=== DATA PROVIDED ===
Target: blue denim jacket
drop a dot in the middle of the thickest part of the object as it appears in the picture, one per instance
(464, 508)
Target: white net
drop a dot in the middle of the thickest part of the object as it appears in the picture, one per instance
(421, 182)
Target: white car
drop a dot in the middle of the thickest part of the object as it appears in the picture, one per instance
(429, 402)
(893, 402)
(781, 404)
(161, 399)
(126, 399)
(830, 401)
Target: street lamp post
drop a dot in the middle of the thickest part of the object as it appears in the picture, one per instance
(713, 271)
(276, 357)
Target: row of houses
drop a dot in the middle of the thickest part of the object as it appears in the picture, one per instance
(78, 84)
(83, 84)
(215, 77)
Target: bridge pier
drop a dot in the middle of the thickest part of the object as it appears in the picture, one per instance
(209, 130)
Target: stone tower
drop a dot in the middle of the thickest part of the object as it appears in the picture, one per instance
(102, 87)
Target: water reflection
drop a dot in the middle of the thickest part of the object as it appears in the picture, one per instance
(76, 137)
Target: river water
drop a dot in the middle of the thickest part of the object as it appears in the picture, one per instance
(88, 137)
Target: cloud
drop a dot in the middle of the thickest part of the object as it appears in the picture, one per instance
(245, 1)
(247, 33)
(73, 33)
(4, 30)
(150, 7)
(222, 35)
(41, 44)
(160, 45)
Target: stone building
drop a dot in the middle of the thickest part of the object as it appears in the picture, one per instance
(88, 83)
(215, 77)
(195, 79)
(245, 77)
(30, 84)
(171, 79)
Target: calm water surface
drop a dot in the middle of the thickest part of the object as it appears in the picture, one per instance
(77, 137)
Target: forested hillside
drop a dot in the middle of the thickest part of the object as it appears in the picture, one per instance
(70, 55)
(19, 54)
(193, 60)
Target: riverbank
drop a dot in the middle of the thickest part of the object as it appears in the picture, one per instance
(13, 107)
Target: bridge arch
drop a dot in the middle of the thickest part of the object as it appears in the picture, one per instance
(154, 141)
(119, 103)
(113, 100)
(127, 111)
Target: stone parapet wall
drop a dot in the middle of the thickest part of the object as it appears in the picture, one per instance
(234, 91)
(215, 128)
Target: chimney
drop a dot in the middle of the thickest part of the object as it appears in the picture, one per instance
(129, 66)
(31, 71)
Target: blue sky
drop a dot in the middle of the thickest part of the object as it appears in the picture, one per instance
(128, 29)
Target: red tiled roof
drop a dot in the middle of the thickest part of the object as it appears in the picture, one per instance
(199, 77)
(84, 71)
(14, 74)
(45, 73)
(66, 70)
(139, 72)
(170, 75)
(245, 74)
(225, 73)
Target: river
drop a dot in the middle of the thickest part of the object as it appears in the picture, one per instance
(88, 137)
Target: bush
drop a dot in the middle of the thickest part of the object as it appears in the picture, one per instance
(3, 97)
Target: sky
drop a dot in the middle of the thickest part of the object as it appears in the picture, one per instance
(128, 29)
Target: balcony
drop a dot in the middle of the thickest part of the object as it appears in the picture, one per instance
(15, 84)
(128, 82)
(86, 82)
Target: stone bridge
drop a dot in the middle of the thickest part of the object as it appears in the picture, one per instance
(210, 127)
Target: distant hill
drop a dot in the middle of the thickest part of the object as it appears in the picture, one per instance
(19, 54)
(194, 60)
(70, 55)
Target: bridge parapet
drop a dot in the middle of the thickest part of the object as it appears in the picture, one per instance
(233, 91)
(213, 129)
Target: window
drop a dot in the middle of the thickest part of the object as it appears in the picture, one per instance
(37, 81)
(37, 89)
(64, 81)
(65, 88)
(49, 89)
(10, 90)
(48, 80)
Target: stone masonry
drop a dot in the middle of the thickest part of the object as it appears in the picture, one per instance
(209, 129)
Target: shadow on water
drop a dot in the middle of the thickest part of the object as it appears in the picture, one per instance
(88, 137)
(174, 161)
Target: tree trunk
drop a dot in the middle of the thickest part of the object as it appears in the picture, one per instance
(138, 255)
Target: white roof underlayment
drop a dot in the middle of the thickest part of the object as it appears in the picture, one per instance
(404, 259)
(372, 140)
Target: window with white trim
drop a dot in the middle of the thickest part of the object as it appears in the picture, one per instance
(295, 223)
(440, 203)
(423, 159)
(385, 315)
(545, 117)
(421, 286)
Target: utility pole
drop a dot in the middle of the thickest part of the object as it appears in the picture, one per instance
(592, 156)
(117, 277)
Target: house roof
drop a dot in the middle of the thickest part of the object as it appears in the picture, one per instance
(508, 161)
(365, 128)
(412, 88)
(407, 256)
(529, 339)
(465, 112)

...

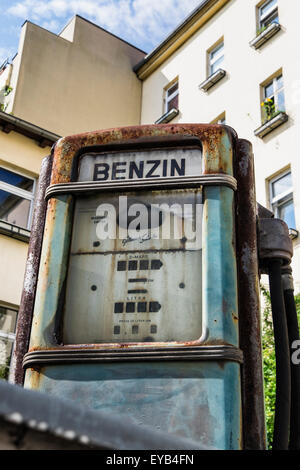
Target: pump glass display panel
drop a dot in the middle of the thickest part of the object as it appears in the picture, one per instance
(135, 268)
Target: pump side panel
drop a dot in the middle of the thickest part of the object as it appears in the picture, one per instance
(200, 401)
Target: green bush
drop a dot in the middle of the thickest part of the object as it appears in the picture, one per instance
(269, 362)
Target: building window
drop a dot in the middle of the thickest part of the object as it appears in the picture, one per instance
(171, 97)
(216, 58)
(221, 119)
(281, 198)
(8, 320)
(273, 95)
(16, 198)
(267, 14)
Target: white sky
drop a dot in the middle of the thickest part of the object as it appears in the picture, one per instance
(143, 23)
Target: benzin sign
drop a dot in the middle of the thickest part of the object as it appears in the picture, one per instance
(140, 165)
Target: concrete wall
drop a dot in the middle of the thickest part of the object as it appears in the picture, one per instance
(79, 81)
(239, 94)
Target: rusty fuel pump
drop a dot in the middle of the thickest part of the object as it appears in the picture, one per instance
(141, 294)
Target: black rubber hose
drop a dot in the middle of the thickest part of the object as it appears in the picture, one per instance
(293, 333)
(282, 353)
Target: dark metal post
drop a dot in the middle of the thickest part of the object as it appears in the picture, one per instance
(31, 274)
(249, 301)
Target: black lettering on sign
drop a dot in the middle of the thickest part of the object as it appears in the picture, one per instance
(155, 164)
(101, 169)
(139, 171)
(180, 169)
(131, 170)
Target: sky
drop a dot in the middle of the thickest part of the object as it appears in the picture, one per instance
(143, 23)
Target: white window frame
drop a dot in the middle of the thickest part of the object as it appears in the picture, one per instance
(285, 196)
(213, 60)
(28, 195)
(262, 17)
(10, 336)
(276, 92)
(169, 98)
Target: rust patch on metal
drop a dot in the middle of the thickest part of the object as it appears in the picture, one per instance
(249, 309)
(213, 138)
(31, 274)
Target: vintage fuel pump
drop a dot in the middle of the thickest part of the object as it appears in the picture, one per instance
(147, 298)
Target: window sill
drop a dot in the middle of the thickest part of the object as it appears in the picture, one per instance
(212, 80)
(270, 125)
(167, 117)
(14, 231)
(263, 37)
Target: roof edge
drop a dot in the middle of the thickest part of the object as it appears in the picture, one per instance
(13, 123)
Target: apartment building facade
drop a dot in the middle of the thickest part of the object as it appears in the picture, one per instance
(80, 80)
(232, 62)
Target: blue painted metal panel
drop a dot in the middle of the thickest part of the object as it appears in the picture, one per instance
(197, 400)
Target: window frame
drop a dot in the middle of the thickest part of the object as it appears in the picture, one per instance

* * *

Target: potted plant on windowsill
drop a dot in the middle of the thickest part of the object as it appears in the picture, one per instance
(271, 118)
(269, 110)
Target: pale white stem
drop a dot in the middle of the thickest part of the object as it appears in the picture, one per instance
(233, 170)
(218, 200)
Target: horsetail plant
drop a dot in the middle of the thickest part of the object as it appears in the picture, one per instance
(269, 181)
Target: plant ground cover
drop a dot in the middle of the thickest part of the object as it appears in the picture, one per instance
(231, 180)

=== DIRECTIONS FOR THIS TASK ===
Nothing but lines that contain "white" should appear in the answer. Copy each from the records.

=== OUTPUT OF THE EXERCISE ===
Target: white net
Target: white car
Target: white roof underlayment
Target: window with white trim
Target: white sky
Target: white window frame
Target: pale white stem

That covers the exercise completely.